DATASET EXCERPTS:
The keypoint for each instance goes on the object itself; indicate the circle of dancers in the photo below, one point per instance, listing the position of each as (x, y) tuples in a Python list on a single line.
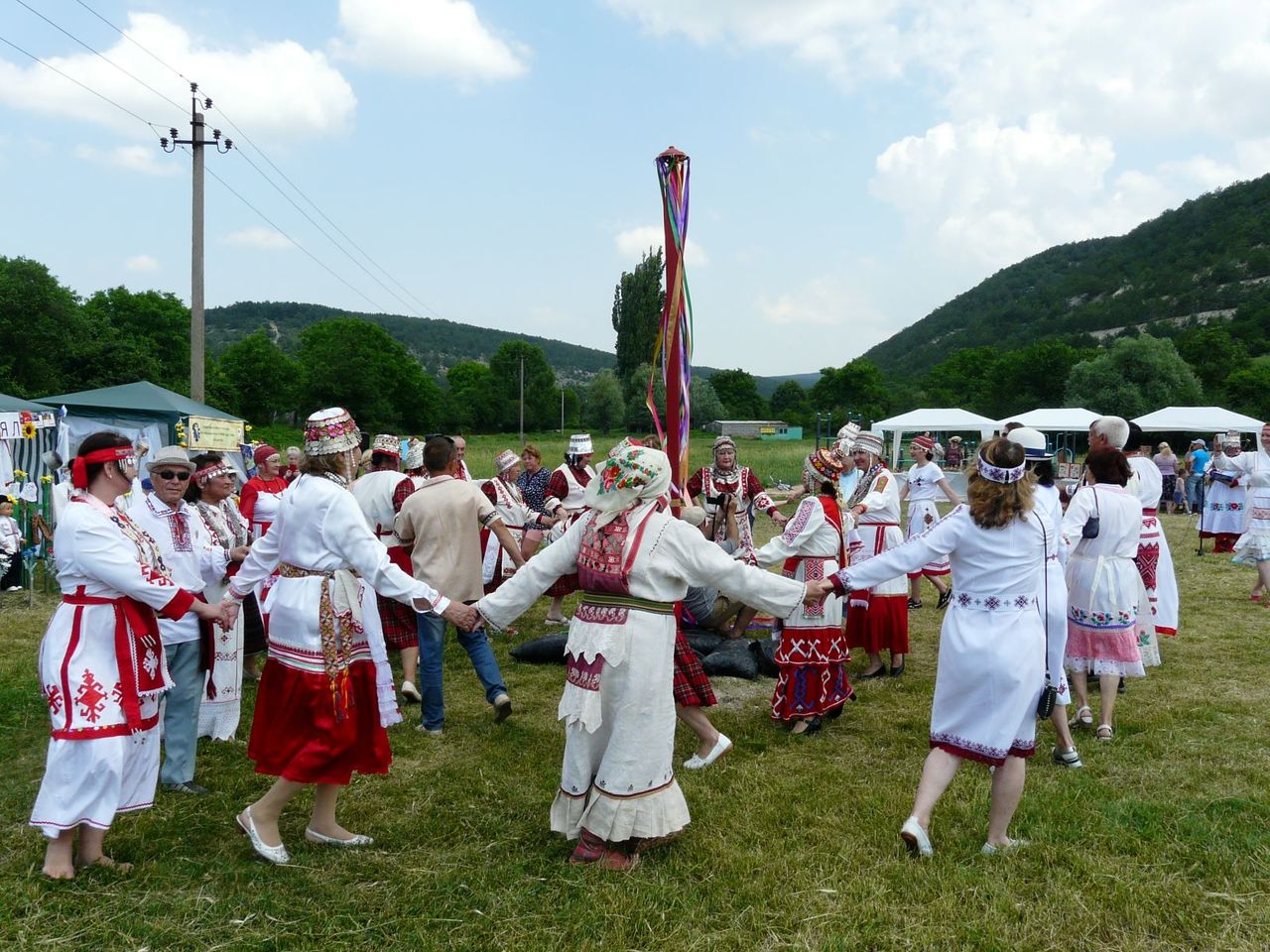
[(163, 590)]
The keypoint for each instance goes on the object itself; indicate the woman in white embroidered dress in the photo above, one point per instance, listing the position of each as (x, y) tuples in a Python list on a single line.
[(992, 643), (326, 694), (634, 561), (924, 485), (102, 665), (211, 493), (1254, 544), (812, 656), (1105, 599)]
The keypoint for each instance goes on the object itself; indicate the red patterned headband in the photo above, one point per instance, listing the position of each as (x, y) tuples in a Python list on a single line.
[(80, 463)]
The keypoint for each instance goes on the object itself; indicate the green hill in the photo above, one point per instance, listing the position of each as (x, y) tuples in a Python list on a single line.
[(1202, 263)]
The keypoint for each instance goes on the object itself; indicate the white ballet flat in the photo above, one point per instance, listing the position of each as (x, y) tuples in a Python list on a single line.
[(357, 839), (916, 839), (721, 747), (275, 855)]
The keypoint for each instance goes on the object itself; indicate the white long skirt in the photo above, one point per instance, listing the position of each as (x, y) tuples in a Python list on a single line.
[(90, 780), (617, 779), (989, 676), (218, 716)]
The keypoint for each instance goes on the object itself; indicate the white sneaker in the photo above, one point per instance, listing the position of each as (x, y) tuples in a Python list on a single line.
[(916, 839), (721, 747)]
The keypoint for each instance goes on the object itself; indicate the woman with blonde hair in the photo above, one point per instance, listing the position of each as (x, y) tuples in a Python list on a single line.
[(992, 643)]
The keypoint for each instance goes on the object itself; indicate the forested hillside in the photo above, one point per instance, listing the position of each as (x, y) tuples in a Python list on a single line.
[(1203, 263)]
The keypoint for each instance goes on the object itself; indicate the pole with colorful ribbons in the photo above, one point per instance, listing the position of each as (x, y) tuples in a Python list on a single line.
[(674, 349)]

EXERCISE INSTRUCTIONS: Exact copies of the entries above are needed, without their pictures.

TASK ANSWER:
The keypoint for each instance goes on the object itself; indicate the circle of dancers in the photo below, one point per instance, listing the position of each as (x, y) tuples in a Python list on a single line.
[(163, 590)]
The keypoint for each instance goes on the object itself; indicate the woman in white embroidered dress in the photo above, one point per instance, listing the position of each as (x, y) tuples in a Python list on a single line.
[(992, 643), (326, 694), (634, 561), (924, 485), (102, 665), (211, 493), (1254, 544), (812, 656), (1105, 599)]
The keypoint for each instance goes on the object itself; indicate the red patterned headband in the photo above, one point per instance, listing the position of each as (x, y) tuples in a Python list on a single line.
[(80, 463)]
The keypoint for each instance goes on the object itself; indicate the green hill in the photo above, one point per instance, listing the position of each as (x, y) tuples in a Python list on a single line.
[(1202, 263)]
The keypoint for each instance goes on the object itself; indicate the white ballet flat in the photo above, one point per instance, listing the position of each as (x, y) tuples in a Python list on a single line.
[(357, 839), (916, 839), (721, 747), (275, 855)]
The keypoint for each instance goes on the object itself; indicate the white long skirt in the photo above, one point per instance, listing the position of each as (x, y) tuples in a Python list on a single line.
[(90, 780), (617, 779), (989, 676), (218, 716)]
The keypoint for each instance goes on the object itself; indicate the white sneaker in the photo above, one point per instance, listing the position of each as (x, y) tuples in a Python list on a single line.
[(916, 839), (721, 747)]
The keypoint for each instance goes on the object itself; indicate the woman with blonde hair in the photo above, one point per instance, listing the position of each as (x, y) tuples in a Python list on a single line.
[(992, 643)]
The keypoint for each instance goes on the object itself; indicate the forested hillside in the photo above, one point per instance, listing the position of each as (x, y) tuples in a Python list on a single line.
[(1203, 263)]
The keypoint for each instance goes on the object itself; indicate the pole with colorful ribbons in the photo above, one point per instance, listing the position of each as (x, y) tuples in a Python list on a single line.
[(674, 349)]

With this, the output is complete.